───── Selection

Enforceability of leasehold covenants? Privity of estate?

A

Both landlord and tenant enter into covenants agreeing to do and not do certain things in a lease.
Original parties – privity of contract
- Privity denotes the legal relationship between two or more parties to a contract.
Current landlord and tenant – privity of estate
- A lease if formalities complied with give tenant a legal estate in the land.
- When landlord and tenant are each owner of legal estate in same property there is said to be privity of estate between them.
- Exist between any current landlord and current tenant and only lasts only for period while the lease is vested in the tenant.
- Upon assignment – privity of contract will exist between original landlord and tenant – but there will no longer be privity of estate between them.
- Consequently, privity of estate will be between current landlord and current tenant.
Legal issue
- When tenant assigns its interests to a successor in title – no contractual relationship between landlord and new tenant (assignee)
- Enforceability of leasehold covenants – two sets of rules
Old leases
- Before 1st Jan 1996
- Liability of original landlord and original tenant continue for the full duration of the lease term.
- Even after assignment
LCTA 1995 –
- Makes some fundamental changes
- Abolishing original party liability
- No longer liable for full duration of full original lease.
- Generally, obtain an automatic release from tenant’s covenants upon assignment, when it assigns.
- No automatic release if assignment is unlawful.

──────────
───── Recorded data

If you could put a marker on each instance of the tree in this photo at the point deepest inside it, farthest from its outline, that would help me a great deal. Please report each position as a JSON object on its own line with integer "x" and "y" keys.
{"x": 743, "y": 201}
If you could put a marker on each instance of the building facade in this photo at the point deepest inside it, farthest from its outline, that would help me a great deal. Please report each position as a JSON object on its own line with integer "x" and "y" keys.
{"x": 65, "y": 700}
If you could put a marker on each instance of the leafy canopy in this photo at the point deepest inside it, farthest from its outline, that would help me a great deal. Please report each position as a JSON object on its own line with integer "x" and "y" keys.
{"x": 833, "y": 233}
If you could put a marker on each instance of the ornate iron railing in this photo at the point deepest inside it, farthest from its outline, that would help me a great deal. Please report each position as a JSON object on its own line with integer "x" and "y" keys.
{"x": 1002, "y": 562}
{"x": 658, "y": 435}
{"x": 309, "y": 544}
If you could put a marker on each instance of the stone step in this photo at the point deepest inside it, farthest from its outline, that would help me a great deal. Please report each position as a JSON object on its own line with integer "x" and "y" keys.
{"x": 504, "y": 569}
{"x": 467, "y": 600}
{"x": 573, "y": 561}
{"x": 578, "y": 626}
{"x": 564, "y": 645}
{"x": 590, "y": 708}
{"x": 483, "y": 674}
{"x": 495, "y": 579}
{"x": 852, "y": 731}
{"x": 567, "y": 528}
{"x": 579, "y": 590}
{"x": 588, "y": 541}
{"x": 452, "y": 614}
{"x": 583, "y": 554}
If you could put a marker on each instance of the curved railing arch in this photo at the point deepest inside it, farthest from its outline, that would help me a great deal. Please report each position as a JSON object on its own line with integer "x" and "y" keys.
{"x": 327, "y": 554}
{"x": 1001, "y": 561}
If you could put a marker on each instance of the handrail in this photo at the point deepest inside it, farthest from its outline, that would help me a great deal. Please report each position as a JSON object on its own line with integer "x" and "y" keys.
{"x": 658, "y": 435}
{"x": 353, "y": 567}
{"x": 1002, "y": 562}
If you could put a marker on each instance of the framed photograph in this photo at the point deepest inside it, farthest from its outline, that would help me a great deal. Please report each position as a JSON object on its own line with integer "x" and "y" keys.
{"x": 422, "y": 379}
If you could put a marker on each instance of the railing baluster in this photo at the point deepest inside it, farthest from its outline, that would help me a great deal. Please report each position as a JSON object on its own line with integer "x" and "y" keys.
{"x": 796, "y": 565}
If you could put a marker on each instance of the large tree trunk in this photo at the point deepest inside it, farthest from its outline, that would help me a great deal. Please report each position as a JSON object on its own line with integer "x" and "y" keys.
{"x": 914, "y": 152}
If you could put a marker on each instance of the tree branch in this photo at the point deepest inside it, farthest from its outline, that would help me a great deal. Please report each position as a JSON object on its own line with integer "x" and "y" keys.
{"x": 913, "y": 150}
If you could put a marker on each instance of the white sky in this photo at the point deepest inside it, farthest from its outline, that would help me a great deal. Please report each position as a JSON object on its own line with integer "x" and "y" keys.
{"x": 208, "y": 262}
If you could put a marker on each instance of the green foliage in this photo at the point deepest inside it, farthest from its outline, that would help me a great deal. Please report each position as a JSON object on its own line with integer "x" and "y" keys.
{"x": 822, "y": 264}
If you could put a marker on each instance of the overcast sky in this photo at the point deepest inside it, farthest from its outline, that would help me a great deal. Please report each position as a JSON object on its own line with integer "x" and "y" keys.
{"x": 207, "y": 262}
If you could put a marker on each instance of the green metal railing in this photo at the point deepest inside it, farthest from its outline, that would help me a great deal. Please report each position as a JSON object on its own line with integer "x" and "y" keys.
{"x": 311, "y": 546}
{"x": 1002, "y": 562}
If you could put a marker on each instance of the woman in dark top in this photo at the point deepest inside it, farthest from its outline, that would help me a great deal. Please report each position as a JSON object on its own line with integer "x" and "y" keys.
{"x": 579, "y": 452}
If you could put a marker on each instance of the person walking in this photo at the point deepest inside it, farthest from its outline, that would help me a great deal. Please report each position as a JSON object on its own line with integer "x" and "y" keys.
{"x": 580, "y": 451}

──────────

### Objectives
• A. In the notes on leasehold covenants, what date marks the boundary for old leases, under which the original landlord and tenant stay liable for the whole lease term?
• B. Carry the notes on leasehold covenants forward from the point where they end.
The records were gathered from a different source than the text.

### The results
• A. Old leases are those made before 1st Jan 1996.

• B.
Landlords of new leases

New leases
LCTA 1995 provides for automatic transmission of benefit and burden of all landlord covenants to new owner of reversion and the benefit and burden of all tenant covenants to the assignee.
This means
- When a tenant assigns a lease, the assignee acquired the benefits and burdens of the covenants
- When landlord assigns revisionary interest, the incoming landlord acquires the benefit and burden of the covenant.
- ONLY EXCEPTION TO THIS RULE – for those covenants which are expressed to be personal to any person, then they will not pass to a third party.
New leases
- Suing a former tenant
- An assignee of lease becomes liable from date of assignment for all covenants in the lease
- Should assignee by unwilling or unable comply the landlord may look to other parties for compensation in respect of breaches of covenants committed by a subsequent assignee.
- If outgoing tenant has automatically been leased from its obligations under assignment under LCTA 1995 s5 – it will not be liable. However, if the outgoing tenant has provided an AGA the landlord could sue the former tenant who is guaranteeing obligations of their immediate successor.
- The AGA is often required alongside consent for assignment.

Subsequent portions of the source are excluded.